_Page excerpt_.
§

# Second names ending with -OB



## panagiotis

I 've noticed that most of the russian second names end with -OB or -EB. I've also noticed that people sometimes pronounce it as "ov / ev" and sometimes as "of / ef". 

I asked a friend, who told me that possibly it has to do with the origin of the speaker (ie accent of SPb is different than of Sakhalin). Even if this answer is correct (which I'm not certain about), is there any standard rule?


----------



## tolmachka

Grammar says that it is right to pronounce as of\ef. But really the russians can spell it in a different ways, depending on the origin of the speaker.


----------



## gregilez

Greetings,

Some Russian consonants are characterized as hard (literaly in Russian, звонкий 'ringing') and soft (literally in Russian, глухой 'deaf'), and form pairs reciprocating each other . There is a general tendency in Russian that a hard consonant at the end of a word, when not followed by a vowel, gets soft. Thus, Cyrillic 'Б' (Latin B) is pronounced as 'P' (Latin P), Cyrillic 'B' is pronounced as 'Ф' (Latin F), etc. When Cyrillic 'B' is followed by Cyrillic 'A' (the corresponding sound is a vowel), this "deafening" does not happen. 

BTW, the tendency is even stronger in German; for the Russian ear, Germans don't use hard consonants at all making no difference between 'b" and 'p' or 'd' and 't'.  Sometimes Russian writers distort proper Russian spelling to emulate Russian speech of a person of German origin.

Among other difficulties of speaking English, Russians have a particular difficulty in emphasizing (for them - intentional "hardening") of even hard consonants at the end of English words, so the word "had" sounds more like "hat". I suspect, Germans do the same when speaking English.

Sometimes in Russian the difference in the pronunciation of a hard and the corresponding soft consonants affects the meaning (I cannot come up with a really good example, when two words differ only in their last consonants, one being hard and the other soft, at this late time so I will give a not so good but still a valid one: the word ГРОБ pronounced as "grob" means "coffin" or "casket" in English while if pronounced as ГРОП (grop) has no meaning at all. Native Russian speakers would never pronounce it like ГРОП; that would be a sign of the German or, maybe, Baltic origin of the speaker.

Softening of consonants is very common in endings, like OV/EV in Russian last names. However, a foreign speaker of Russian will be perfectly understood if he or she pronounces Russian B (Latin V) hard, so don't worry. 

Finally, there still exists some regional variability in Russian pronunciation, but it is disappearing due to centralized radio and TV broadcasting.  Some differences are more stubborn than others but softening of the ending sounds is omnipresent.

§

_Material_.
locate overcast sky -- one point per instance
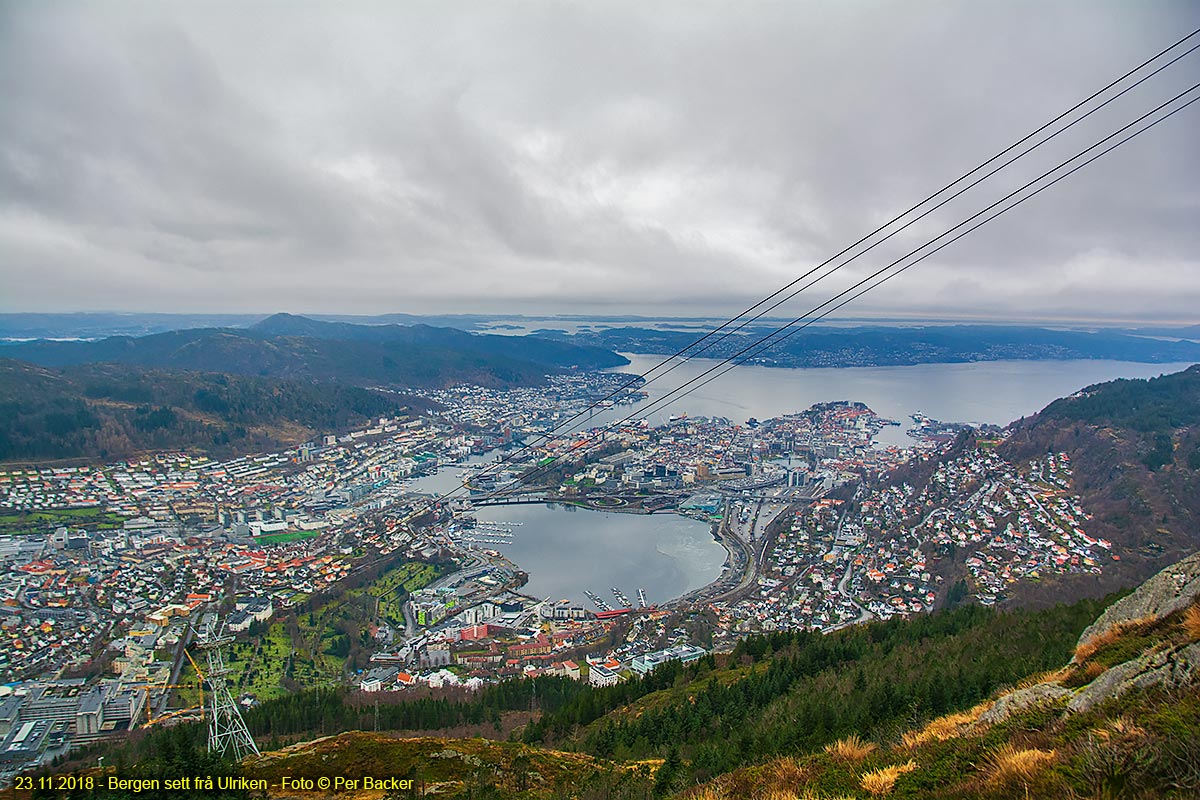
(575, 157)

§

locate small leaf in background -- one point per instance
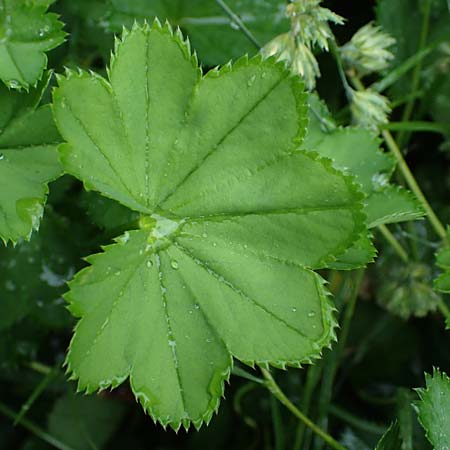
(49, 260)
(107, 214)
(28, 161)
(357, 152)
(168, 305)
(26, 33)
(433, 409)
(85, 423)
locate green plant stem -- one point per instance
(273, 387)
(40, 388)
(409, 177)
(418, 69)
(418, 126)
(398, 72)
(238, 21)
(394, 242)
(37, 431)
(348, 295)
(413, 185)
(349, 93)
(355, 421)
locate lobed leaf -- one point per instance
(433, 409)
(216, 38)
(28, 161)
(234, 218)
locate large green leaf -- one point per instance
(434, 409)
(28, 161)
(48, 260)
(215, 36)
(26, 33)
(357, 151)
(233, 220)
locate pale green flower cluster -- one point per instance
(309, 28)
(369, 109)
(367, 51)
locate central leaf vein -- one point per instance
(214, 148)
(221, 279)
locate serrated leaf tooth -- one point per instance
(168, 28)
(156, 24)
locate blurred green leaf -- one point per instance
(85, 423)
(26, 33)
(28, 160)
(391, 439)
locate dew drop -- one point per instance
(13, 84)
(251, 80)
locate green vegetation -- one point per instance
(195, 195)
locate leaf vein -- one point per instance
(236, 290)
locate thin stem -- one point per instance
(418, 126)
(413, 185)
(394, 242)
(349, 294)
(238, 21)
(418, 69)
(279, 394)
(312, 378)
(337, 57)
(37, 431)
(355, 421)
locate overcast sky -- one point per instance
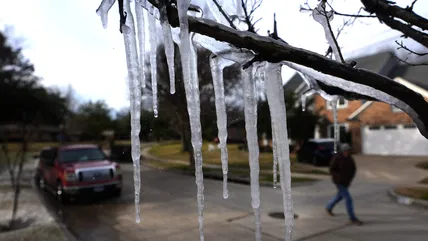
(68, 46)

§

_Task A_. Count the lines in the records that contain the string "green", treating uppercase and lowercase as different, and give only the number.
_Task B_. Please continue the forum thread about how Russian last names ending in -OB are pronounced, starting after its final sentence.

_Final result A_. 5

_Final result B_.
----------



## Kolan

I will have to add that only a century ago the Russian had a different orthography which did not allow for softening of the final consonant in the most cases. However, by that time the rules were already obsolete, and the Soviet power abolished many of them, including use of letters and even a few original cyrillic letters themselves, thus simplifying the writing and bringing it closer to the  pronunciation. (It was already a second reform).

Particularly, all these masculine last names had in writing a final *ъ* (*-овъ, -евъ*) which used to represent, in fact, a reduced vowel, therefore not allowing for softening of the last consonants, very similar to a French *e* muet. This letter (*ъ*) survived the reform, but finally was left over only in a few particular positions inside words, not longer at the end, and became the least used, but still necessary letter of the Russian alphabet.


----------



## tkekte

Why do you say "hard" and "soft" instead of "voiced" and "voiceless"... ? In Russian (similar to many European languages, but different from English), at the end of a word, a voiced consonant becomes devoiced unless it's a sonorant (n m l r).


----------



## Maroseika

gregilez said:


> Sometimes in Russian the difference in the pronunciation of a hard and the corresponding soft consonants affects the meaning (I cannot come up with a really good example, when two words differ only in their last consonants, one being hard and the other soft


Here are some examples:
столп/столб
рот/род
пот/под
порок/порог
полоз/полос (нерекомендуемое мн. род. от "полоса")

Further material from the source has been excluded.